* What is expected *
Below is a listing; return it in full, exactly as it appears.

* Material for this task *
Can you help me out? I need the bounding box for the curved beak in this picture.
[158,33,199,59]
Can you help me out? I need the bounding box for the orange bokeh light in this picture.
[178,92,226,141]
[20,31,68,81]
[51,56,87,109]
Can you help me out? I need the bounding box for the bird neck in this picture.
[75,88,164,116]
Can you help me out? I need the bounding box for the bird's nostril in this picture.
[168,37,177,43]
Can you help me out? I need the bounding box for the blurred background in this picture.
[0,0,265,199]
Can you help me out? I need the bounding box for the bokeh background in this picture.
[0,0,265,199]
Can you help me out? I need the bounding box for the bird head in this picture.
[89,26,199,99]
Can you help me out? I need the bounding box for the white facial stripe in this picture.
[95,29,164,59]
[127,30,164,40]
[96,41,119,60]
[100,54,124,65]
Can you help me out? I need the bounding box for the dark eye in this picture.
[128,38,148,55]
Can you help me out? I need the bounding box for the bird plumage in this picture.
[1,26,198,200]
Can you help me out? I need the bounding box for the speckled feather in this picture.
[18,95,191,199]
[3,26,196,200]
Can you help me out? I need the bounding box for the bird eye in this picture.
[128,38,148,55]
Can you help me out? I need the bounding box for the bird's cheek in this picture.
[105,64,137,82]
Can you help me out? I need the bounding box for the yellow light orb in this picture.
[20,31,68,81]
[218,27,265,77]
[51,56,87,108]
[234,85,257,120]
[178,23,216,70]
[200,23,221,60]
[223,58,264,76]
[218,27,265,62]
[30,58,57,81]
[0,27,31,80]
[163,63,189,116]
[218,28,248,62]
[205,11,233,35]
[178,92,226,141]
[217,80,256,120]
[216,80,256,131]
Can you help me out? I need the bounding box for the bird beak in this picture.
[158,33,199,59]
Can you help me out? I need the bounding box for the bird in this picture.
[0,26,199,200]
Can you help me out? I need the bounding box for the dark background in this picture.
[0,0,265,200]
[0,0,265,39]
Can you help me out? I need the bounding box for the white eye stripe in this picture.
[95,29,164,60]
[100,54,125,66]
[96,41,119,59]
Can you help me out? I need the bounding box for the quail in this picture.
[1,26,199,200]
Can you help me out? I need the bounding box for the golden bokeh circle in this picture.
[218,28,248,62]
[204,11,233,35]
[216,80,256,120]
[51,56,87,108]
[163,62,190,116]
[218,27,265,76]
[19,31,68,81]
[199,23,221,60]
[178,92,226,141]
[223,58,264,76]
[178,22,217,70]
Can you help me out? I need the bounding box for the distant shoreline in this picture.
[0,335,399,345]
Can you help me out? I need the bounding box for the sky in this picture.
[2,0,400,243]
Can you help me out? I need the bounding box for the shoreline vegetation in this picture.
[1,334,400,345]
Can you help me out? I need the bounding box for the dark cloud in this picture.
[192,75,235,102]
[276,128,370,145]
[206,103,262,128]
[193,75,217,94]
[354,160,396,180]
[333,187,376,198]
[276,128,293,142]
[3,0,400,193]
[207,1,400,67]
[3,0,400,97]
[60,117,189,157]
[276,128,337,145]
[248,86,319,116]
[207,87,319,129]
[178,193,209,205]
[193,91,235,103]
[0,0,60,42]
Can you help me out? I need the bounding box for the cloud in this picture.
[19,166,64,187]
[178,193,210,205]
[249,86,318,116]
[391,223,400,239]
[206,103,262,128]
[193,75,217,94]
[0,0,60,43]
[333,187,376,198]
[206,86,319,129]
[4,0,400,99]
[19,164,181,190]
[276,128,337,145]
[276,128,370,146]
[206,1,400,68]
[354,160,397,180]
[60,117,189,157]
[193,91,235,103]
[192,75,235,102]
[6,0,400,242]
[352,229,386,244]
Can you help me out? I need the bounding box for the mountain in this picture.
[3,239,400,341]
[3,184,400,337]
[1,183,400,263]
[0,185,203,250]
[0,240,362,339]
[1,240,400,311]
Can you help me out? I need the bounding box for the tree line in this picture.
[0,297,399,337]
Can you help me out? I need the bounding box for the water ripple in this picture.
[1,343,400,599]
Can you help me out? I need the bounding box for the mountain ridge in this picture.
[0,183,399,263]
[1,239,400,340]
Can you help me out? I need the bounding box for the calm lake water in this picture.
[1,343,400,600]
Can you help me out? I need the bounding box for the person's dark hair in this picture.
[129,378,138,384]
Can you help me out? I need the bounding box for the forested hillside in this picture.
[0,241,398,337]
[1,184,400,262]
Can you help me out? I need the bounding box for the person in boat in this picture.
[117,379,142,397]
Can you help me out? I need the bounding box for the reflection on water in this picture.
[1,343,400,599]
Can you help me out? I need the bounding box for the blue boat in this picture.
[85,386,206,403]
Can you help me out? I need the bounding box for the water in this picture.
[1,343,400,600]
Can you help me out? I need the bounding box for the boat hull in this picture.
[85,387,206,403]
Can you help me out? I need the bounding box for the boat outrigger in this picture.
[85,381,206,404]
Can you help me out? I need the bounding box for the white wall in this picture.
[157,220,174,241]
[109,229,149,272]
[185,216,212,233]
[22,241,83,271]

* Solution to this exercise *
Can you help me out? I need the bounding box for the curved beak in this picture.
[158,33,199,59]
Can you help me out? I need the bounding box for the orange bokeh light in this picture.
[178,92,226,141]
[20,31,68,81]
[51,56,87,109]
Can you help me out? I need the bounding box for the bird neck in this picture.
[75,88,164,116]
Can you help me out? I need the bounding box for the bird's nostril in this picture.
[168,37,177,43]
Can you help me out? I need the bounding box for the blurred background in this picture.
[0,0,265,199]
Can you help me out? I need the bounding box for the bokeh background in this picture.
[0,0,265,199]
Can you help me out? I need the bounding box for the bird head in this picture.
[89,26,199,99]
Can you help me out? I need the bounding box for the white facial stripe in this picture.
[95,29,164,59]
[127,30,164,40]
[96,41,119,60]
[100,54,124,65]
Can you help me out? I need the bounding box for the dark eye in this picture.
[128,38,148,55]
Can you help me out? I need the bounding box for the bird plumage in this picture.
[1,26,198,200]
Can you help me out? I need the bounding box for the speckled feather in this picture.
[18,95,191,199]
[3,26,196,200]
Can you help me out? I need the bounding box for the bird eye in this picture.
[128,38,148,55]
Can you help me out? I need the bounding box for the bird's cheek in this picture.
[105,64,137,82]
Can you help me out? I need the bounding box for the yellow light orb in this picture.
[20,31,68,81]
[218,27,265,77]
[51,56,87,108]
[234,85,257,120]
[178,23,216,70]
[200,23,221,60]
[223,58,264,76]
[218,27,265,62]
[30,58,57,81]
[0,27,31,80]
[163,63,189,116]
[218,28,248,62]
[205,11,233,35]
[178,92,226,141]
[217,80,256,120]
[216,80,256,131]
Can you help me out? I need the bounding box for the bird beak in this picture.
[158,33,199,59]
Can you help me out? I need the bounding box for the bird in this picture.
[0,26,199,200]
Can you help me out? I need the bounding box for the dark background in this picture.
[0,0,265,200]
[0,0,265,39]
Can you help me out? I need the bounding box for the white eye stripe in this picture.
[95,29,164,60]
[100,54,125,66]
[96,41,119,59]
Can you help me out? I need the bounding box for the quail in this picture.
[1,26,199,200]
Can you help me out? I need the bounding box for the golden bokeh circle in this picture.
[218,28,248,62]
[204,11,233,35]
[216,80,256,120]
[51,56,87,108]
[163,62,190,116]
[218,27,265,76]
[19,31,68,81]
[199,23,221,60]
[178,92,226,141]
[223,58,264,76]
[178,22,217,70]
Can you help me out? I need the bounding box for the distant shoreline in this picture.
[0,335,399,345]
Can you help me out? I need the bounding box for the sky in this picture.
[2,0,400,243]
Can you help me out? I need the bounding box for the shoreline vegetation in this picture.
[1,334,400,345]
Can you help me out? I need the bounding box for the dark cloud in this picture.
[192,75,235,102]
[276,128,370,145]
[206,103,262,128]
[193,75,217,94]
[354,160,396,180]
[333,187,376,198]
[276,128,293,142]
[3,0,400,193]
[207,1,400,67]
[3,0,400,97]
[60,117,189,157]
[276,128,337,145]
[248,86,319,116]
[207,87,319,129]
[178,193,209,205]
[193,91,235,103]
[0,0,60,42]
Can you help me out? I need the bounding box for the cloud in this picture.
[19,166,64,187]
[178,193,210,205]
[249,86,318,116]
[391,223,400,239]
[206,103,262,128]
[193,75,217,94]
[0,0,60,43]
[333,187,376,198]
[206,86,319,129]
[4,0,400,99]
[19,164,181,190]
[276,128,337,145]
[276,128,370,146]
[206,1,400,68]
[354,160,397,180]
[60,117,189,157]
[193,91,235,103]
[192,75,235,102]
[6,0,400,242]
[352,229,386,244]
Can you help me out? I need the bounding box for the mountain in this picture.
[3,239,400,341]
[3,184,400,337]
[1,183,400,263]
[0,185,203,250]
[0,240,362,339]
[1,240,400,311]
Can you help me out? I need the bounding box for the tree line in this picture.
[0,297,399,337]
Can you help me out? I need the bounding box for the water ripple in this picture.
[1,343,400,599]
Can you help me out? I need the bounding box for the mountain ridge in this picture.
[0,183,399,263]
[1,239,400,340]
Can you help me out? I need the bounding box for the calm lake water in this picture.
[1,343,400,600]
Can you help me out? I need the bounding box for the person's dark hair in this picture.
[129,378,138,384]
Can you help me out? I need the bounding box for the forested hillside in this picture.
[0,241,398,337]
[1,184,400,262]
Can you help me out? I need the bounding box for the person in boat in this picture.
[117,379,142,397]
Can you help me out? I need the bounding box for the reflection on water in this picture.
[1,343,400,599]
Can you help me out? I need the bounding box for the blue boat in this picture.
[85,386,206,403]
Can you help me out? I need the bounding box for the water in this picture.
[1,343,400,600]
Can you help me out? I need the bounding box for the boat hull in this picture.
[85,387,206,403]
Can you help me out? I need the bounding box for the boat outrigger in this picture.
[85,381,206,404]
Can you help me out? I need the bounding box for the white wall in this picture.
[157,220,174,241]
[109,229,149,272]
[185,216,212,233]
[22,241,83,271]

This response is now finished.